- **Exercise aim**:
The tail of the records, from the line containing "Where can you see the traffic" through the final line, should be printed exactly and on its own.

[Items from a dataset]
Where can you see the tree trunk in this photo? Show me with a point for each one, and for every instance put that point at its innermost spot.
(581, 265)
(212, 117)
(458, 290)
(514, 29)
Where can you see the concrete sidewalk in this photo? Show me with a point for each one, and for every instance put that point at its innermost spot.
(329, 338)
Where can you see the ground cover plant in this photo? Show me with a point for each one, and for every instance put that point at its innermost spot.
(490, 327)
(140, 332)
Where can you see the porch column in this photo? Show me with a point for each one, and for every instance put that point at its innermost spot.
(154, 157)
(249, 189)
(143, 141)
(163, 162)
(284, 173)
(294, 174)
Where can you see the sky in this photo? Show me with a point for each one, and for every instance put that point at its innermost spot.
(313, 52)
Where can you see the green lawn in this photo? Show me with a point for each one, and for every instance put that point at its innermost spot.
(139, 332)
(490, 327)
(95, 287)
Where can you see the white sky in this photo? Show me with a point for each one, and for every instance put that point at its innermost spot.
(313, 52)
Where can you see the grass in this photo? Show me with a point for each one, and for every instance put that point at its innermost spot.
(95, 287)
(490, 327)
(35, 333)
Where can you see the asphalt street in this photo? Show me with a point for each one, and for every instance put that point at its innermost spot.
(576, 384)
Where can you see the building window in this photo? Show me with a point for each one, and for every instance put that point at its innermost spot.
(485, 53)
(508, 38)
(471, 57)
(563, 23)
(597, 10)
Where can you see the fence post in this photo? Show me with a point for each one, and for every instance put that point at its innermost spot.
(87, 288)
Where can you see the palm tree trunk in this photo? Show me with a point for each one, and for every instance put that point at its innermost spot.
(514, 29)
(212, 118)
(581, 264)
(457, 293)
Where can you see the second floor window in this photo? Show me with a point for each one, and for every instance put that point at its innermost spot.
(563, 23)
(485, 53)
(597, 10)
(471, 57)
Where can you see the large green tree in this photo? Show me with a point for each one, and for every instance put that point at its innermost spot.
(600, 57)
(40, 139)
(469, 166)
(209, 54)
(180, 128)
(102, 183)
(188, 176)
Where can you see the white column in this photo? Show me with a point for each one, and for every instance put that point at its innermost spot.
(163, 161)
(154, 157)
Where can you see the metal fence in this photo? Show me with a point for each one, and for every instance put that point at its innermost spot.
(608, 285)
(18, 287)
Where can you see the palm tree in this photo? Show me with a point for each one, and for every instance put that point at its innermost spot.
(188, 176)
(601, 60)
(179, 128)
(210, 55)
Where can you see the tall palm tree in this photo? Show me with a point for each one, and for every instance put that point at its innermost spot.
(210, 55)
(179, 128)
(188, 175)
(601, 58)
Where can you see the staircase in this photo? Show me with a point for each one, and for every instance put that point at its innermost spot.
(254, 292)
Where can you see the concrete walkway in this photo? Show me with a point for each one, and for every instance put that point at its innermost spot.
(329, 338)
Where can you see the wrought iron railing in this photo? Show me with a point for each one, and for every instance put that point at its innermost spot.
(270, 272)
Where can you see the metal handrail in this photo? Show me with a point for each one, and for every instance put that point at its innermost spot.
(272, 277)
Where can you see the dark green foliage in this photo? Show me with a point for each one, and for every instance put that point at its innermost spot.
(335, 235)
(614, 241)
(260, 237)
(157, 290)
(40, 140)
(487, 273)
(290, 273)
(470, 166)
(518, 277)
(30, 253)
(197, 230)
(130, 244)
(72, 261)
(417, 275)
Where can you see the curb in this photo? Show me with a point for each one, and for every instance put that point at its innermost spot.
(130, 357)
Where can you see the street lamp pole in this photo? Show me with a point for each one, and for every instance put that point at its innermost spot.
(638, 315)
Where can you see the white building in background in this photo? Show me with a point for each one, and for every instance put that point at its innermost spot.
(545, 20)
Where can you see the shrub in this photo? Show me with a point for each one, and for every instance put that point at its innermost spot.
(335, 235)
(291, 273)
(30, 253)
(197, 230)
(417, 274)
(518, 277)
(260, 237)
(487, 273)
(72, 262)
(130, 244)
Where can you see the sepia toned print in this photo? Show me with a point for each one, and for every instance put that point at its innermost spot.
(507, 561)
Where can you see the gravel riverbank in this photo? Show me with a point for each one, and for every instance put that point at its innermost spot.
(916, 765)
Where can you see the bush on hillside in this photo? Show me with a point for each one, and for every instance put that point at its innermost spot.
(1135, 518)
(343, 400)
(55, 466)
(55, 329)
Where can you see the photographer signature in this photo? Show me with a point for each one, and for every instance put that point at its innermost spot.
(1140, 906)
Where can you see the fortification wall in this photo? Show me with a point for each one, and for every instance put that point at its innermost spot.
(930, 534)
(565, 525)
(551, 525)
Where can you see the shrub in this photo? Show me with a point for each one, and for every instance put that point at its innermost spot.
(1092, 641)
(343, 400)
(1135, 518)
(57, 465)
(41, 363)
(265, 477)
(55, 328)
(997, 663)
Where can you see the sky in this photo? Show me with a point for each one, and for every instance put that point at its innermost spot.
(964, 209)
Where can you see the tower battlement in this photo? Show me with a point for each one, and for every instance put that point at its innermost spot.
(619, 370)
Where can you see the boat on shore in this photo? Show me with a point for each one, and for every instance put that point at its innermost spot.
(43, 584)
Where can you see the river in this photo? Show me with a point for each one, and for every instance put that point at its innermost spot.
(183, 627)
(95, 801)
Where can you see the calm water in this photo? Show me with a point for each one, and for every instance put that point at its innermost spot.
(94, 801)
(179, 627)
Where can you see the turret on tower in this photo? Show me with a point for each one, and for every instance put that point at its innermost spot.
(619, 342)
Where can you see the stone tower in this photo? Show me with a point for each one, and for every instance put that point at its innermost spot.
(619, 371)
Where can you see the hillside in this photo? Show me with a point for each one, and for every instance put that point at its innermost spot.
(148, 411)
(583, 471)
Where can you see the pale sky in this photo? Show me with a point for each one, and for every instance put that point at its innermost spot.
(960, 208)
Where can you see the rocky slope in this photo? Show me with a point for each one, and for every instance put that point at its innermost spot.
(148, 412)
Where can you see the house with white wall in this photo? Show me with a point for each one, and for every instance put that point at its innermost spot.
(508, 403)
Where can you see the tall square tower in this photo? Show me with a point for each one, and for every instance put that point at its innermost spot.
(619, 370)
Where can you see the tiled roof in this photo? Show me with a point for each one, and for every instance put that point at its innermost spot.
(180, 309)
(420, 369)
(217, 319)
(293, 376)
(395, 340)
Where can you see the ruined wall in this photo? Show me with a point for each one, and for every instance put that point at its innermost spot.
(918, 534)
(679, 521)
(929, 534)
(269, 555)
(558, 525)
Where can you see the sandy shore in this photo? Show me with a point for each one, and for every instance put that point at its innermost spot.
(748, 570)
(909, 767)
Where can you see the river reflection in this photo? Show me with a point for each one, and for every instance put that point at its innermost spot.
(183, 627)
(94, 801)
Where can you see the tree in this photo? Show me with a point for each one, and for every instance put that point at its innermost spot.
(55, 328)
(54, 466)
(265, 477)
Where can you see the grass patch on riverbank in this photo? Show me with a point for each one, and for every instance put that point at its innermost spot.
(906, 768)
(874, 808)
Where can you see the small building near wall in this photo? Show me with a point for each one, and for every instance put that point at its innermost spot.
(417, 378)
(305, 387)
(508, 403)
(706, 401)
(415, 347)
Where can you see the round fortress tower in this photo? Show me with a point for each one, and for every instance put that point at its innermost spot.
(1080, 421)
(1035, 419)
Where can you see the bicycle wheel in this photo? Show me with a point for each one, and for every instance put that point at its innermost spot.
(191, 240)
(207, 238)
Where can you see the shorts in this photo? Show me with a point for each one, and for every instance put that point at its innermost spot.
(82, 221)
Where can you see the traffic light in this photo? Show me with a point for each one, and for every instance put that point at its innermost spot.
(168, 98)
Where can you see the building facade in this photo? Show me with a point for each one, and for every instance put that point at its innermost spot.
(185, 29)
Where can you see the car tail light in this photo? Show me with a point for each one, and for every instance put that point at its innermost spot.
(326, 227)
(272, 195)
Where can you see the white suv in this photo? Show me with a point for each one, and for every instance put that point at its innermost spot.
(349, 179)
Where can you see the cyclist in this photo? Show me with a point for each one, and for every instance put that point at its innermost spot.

- **Problem solution**:
Where can you see the traffic light in this photo? Show me with a point for each one, and for every instance put that point at its innermost spot.
(168, 98)
Where can you see the building facade in this photo? Show me with a point for each one, and for every instance put that point at its innermost spot.
(185, 29)
Where can you see the car tail light in this photo? Show me with a point for each one, and for every instance put that point at its innermost spot.
(326, 227)
(272, 195)
Where can you see the white suv in this photo? Show me with a point for each one, and for every instance put that point at its innermost spot.
(349, 179)
Where can you see the cyclist in this photo? Show me with a point for each one, and for every instance put that point at its innermost spot.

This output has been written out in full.